What is expected :: Repeat the lines of the material between the line containing "Please trace the outline of every instance of the tall" and the line containing "Give the mask of the tall green grass.", inclusive, reproducing them verbatim. Give only those lines.

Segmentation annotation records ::
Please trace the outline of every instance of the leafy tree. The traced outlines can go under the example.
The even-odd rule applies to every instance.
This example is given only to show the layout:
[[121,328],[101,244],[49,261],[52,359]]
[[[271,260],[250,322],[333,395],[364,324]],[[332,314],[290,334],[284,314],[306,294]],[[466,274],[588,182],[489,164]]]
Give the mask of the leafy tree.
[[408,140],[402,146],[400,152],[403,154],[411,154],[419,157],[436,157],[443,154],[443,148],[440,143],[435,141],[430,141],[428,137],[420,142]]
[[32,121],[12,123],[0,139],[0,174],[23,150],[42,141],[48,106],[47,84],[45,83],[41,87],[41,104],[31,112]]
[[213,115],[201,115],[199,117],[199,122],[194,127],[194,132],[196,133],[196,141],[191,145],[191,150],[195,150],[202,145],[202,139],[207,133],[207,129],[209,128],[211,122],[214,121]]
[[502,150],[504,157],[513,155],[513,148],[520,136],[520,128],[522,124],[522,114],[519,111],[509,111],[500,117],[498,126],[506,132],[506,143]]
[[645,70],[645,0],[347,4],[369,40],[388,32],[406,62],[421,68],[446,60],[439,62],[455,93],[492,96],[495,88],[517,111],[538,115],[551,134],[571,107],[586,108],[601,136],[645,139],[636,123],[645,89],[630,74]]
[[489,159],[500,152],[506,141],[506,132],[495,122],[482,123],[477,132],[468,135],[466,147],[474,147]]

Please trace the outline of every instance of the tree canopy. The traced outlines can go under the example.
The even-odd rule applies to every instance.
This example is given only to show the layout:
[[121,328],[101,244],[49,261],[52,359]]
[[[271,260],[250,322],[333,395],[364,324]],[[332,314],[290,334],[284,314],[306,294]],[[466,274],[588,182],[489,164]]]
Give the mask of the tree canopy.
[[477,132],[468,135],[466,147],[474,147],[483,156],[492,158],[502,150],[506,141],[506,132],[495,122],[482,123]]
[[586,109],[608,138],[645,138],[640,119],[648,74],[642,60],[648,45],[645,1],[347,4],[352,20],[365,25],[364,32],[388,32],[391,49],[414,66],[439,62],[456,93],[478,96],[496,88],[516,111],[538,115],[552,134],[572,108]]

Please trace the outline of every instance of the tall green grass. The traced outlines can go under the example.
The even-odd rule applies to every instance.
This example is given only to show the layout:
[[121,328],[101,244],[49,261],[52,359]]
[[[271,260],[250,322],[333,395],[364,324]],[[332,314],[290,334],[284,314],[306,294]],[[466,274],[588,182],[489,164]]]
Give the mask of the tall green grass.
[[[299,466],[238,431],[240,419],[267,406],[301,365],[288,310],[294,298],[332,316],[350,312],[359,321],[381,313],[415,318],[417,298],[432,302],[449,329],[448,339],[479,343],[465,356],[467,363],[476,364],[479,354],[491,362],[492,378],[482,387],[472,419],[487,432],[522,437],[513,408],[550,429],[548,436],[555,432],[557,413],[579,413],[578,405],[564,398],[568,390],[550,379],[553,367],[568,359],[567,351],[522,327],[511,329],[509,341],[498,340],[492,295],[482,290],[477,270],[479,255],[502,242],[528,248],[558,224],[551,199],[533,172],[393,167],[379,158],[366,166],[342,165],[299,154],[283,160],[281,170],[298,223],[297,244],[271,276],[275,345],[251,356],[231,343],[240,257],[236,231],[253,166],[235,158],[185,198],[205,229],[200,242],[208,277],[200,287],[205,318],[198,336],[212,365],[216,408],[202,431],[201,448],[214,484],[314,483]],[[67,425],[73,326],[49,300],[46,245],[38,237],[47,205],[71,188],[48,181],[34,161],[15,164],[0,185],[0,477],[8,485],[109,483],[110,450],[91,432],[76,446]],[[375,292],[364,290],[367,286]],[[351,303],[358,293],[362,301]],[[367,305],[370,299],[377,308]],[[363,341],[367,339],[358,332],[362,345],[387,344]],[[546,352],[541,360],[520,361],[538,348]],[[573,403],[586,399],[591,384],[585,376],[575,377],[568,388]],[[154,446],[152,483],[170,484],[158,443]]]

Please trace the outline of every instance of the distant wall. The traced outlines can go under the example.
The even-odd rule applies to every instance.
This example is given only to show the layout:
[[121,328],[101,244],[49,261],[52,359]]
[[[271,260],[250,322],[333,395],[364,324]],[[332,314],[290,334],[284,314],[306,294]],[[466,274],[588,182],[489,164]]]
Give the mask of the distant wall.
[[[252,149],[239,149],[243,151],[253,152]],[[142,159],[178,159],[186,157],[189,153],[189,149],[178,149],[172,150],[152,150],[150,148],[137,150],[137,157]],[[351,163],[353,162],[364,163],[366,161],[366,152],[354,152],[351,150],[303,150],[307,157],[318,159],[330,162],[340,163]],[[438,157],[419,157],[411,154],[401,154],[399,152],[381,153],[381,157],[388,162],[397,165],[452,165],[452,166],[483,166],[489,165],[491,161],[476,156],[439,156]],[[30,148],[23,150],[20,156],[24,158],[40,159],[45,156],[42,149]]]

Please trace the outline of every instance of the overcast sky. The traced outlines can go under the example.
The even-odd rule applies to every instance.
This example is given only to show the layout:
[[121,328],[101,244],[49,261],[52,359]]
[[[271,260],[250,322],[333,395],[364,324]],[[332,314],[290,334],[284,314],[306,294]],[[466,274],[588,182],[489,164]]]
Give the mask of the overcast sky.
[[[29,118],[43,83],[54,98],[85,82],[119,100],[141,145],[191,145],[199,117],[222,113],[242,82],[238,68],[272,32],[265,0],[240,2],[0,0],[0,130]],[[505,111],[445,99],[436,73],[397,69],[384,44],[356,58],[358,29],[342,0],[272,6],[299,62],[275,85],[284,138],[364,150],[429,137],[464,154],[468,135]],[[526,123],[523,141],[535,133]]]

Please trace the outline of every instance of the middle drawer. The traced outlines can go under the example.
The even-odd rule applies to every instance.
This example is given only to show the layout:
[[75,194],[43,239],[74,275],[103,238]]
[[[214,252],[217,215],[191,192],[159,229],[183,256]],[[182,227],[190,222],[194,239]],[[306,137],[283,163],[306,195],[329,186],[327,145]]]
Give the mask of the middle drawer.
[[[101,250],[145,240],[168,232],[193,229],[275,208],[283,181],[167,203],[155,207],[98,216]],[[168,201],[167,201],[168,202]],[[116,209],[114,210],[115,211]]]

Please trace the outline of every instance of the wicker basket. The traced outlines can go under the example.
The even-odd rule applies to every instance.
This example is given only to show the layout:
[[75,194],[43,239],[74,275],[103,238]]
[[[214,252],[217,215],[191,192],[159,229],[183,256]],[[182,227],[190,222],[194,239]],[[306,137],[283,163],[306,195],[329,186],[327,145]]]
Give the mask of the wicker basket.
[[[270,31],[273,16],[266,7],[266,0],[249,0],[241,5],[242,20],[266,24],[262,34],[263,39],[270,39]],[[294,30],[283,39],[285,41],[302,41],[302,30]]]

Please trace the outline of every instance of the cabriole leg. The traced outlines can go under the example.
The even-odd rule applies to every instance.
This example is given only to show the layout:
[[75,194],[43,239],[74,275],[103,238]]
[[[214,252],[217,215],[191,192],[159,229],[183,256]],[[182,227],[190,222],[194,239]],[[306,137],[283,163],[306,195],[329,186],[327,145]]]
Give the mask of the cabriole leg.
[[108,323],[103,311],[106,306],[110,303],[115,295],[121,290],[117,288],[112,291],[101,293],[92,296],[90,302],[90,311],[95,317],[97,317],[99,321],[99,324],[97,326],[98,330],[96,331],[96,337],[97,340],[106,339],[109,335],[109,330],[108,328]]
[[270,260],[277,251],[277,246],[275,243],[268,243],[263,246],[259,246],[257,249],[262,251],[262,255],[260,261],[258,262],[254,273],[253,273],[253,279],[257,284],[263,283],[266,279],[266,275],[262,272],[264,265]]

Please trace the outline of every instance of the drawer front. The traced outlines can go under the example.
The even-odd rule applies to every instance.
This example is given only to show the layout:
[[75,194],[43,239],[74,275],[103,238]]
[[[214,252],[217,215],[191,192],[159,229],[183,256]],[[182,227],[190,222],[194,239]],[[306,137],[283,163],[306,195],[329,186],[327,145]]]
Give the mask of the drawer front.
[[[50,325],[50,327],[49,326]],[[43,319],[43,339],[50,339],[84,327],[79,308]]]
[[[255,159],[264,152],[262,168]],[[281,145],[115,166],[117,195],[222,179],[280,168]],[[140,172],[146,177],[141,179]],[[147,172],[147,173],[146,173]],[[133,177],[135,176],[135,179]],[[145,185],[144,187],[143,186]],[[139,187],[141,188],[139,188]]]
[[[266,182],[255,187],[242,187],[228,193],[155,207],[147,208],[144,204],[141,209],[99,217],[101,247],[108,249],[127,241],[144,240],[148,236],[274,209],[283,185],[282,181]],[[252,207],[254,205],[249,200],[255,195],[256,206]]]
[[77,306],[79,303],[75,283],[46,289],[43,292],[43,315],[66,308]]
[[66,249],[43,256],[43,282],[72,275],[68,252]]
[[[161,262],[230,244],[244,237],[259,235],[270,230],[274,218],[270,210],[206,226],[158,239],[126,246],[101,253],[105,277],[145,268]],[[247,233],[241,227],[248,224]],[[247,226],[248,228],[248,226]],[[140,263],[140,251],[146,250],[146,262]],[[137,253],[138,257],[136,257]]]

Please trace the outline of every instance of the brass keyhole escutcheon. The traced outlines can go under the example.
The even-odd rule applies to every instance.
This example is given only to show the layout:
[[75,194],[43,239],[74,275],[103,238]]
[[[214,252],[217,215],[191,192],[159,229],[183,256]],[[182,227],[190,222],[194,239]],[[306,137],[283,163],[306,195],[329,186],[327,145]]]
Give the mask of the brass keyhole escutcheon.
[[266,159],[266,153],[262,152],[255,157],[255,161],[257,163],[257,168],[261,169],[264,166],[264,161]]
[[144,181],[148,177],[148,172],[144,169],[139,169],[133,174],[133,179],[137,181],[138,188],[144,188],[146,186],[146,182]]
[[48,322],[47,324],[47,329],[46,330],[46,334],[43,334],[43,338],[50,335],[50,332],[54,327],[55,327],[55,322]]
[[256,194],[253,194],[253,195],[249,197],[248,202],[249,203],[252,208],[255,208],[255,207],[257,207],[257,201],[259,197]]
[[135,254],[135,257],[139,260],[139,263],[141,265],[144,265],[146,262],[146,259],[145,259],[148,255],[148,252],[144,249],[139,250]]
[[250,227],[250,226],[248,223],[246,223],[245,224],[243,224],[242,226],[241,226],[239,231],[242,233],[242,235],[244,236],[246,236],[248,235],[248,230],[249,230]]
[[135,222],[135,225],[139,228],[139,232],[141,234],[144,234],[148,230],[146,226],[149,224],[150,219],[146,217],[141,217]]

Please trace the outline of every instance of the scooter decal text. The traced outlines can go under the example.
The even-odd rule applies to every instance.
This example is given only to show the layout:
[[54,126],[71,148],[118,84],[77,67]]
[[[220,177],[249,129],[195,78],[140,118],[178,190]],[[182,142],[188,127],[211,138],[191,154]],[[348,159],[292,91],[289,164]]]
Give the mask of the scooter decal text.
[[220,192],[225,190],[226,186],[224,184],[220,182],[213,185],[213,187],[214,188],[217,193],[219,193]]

--

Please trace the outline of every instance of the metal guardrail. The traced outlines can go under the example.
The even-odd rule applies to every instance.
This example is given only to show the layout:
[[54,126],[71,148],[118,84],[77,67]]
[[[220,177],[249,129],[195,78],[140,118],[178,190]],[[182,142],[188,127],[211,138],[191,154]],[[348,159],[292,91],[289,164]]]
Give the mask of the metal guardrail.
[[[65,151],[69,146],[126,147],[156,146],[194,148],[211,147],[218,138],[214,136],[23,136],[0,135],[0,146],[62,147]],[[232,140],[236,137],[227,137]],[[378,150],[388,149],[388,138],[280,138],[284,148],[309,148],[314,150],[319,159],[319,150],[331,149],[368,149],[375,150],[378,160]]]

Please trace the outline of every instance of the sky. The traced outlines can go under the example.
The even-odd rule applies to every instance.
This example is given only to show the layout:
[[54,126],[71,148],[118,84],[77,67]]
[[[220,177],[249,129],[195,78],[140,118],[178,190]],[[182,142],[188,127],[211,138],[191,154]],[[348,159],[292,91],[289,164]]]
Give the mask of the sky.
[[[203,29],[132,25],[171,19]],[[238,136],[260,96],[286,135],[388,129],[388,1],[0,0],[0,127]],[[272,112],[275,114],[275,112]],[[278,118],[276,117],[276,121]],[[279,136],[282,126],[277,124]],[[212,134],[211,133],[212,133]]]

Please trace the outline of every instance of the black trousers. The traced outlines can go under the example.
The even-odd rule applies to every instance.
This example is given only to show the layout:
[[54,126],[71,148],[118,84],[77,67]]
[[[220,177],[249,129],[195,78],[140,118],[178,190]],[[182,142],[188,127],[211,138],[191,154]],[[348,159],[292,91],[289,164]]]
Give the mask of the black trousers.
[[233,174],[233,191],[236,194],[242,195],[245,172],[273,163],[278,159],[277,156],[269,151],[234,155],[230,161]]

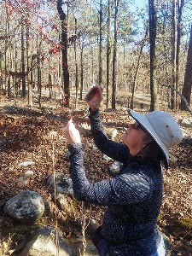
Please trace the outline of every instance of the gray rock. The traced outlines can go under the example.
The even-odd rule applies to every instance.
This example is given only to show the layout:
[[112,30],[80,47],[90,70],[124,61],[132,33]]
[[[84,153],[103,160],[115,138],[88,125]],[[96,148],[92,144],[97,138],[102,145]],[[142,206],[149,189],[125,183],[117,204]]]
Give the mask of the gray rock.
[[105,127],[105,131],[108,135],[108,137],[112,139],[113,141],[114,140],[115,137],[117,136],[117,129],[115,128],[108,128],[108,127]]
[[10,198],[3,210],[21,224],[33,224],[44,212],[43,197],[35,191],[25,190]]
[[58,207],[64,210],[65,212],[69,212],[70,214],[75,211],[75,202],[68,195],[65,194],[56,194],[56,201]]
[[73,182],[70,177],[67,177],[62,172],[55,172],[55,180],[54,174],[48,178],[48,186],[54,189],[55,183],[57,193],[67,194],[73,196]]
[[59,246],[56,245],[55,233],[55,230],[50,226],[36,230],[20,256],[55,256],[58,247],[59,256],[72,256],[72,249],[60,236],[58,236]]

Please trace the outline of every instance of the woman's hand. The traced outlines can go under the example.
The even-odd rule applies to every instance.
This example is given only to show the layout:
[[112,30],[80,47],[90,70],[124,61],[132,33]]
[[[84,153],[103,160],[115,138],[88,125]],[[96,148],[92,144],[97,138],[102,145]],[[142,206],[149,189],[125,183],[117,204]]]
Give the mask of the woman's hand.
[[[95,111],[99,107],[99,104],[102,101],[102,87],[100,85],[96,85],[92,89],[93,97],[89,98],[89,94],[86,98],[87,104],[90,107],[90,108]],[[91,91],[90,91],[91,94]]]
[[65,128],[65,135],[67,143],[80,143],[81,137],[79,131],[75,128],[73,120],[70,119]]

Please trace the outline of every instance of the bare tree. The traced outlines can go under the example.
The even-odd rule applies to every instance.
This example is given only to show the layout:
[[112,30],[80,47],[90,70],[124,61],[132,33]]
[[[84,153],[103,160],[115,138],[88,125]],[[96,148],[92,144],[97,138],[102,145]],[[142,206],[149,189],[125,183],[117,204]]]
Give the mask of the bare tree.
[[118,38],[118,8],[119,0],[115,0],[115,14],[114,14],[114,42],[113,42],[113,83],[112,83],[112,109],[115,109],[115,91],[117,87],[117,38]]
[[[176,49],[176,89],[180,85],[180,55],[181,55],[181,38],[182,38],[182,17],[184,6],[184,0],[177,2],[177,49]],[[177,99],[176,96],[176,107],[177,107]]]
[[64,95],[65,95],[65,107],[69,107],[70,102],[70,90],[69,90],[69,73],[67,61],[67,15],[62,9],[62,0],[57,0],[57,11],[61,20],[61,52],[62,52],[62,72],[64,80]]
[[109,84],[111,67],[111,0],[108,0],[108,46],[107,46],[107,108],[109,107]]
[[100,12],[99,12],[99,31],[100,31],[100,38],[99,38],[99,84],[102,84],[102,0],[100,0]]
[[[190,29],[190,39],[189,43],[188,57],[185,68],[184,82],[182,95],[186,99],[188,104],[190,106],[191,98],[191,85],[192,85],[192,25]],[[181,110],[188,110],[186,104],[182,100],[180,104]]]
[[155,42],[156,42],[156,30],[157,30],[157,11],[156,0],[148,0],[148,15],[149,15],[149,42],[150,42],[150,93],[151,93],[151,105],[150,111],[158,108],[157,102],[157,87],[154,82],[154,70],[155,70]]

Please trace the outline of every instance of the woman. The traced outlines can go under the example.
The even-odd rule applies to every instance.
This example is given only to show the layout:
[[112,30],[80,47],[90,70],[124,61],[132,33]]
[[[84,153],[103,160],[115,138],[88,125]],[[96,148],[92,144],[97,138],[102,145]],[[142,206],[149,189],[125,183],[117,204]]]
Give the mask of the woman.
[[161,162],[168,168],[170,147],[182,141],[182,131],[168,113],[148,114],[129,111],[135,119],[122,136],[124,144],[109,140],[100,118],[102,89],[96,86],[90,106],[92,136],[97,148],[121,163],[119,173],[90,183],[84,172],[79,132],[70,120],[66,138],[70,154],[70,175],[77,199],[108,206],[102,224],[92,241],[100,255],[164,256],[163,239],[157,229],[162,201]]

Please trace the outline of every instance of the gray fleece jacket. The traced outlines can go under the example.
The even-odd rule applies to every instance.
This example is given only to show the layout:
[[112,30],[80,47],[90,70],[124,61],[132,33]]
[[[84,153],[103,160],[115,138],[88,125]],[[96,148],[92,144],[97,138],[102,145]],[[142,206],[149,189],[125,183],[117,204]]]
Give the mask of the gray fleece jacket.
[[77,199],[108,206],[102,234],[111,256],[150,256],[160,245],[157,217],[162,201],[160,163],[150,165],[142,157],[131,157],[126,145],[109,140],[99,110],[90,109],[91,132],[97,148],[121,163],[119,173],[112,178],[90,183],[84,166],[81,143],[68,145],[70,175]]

==

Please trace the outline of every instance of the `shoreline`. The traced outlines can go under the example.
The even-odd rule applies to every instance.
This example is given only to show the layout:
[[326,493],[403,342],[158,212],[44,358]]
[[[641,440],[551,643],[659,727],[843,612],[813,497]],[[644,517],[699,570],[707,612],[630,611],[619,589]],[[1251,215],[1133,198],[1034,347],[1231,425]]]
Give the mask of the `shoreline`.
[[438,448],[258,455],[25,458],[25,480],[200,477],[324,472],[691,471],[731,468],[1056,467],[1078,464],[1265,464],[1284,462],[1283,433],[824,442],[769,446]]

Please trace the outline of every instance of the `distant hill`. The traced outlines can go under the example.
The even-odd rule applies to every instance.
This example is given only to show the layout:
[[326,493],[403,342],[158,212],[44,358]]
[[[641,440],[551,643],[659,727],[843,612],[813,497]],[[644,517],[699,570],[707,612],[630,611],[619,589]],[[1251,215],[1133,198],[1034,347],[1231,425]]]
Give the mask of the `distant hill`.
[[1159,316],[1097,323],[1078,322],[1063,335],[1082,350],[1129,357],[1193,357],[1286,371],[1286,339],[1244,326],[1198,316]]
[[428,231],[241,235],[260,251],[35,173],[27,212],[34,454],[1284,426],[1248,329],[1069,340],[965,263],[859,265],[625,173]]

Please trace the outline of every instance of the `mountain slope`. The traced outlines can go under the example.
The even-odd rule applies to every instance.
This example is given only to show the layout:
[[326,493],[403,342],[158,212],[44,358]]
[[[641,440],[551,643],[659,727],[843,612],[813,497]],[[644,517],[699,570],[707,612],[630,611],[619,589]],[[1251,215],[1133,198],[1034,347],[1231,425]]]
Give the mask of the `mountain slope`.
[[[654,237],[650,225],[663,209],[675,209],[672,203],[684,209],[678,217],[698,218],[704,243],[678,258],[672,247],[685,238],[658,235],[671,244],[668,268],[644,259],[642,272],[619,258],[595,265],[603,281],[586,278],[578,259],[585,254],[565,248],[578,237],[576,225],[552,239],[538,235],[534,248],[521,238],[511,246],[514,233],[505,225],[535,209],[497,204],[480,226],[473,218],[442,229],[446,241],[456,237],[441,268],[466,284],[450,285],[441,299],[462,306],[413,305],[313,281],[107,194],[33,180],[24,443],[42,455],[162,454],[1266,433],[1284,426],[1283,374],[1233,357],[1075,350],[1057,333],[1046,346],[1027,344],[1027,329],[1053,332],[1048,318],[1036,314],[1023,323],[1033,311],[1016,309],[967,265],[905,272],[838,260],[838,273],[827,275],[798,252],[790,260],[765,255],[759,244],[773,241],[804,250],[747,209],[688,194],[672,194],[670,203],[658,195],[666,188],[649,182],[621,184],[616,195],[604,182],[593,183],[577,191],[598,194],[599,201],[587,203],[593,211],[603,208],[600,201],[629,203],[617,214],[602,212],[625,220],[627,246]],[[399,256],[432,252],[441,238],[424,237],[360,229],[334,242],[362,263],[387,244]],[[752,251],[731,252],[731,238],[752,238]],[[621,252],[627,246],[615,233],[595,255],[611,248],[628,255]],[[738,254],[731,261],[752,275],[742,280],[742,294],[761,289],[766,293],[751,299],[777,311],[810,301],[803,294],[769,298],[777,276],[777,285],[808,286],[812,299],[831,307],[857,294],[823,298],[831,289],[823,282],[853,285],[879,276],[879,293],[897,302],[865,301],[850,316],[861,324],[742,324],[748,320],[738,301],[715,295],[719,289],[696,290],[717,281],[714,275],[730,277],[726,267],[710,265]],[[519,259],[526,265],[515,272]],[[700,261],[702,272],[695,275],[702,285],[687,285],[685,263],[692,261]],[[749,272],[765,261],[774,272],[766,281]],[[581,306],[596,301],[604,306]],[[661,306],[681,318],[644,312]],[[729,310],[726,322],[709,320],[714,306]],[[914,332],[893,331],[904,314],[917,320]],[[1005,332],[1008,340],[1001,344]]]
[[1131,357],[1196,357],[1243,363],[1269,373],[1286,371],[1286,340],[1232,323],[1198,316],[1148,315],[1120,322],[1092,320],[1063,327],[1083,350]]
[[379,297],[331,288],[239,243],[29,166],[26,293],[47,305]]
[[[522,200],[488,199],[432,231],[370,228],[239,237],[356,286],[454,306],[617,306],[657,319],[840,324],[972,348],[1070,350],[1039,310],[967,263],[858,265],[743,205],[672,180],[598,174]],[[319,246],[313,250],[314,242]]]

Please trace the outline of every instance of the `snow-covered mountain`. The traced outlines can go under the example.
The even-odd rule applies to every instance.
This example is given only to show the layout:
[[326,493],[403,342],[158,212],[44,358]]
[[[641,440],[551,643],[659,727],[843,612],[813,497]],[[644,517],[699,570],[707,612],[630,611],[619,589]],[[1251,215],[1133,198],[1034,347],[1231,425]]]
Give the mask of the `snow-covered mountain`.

Exercise response ::
Please trace the outline of every instance of the tall green grass. The traced outlines can go under the example.
The even-odd rule applies to every instance.
This example is given only to show the layout:
[[121,328],[101,244],[49,261],[52,359]]
[[[271,260],[250,322],[333,395],[364,324]],[[332,314],[290,334],[284,314],[306,294]],[[466,274],[588,182],[489,164]]]
Give the mask of the tall green grass.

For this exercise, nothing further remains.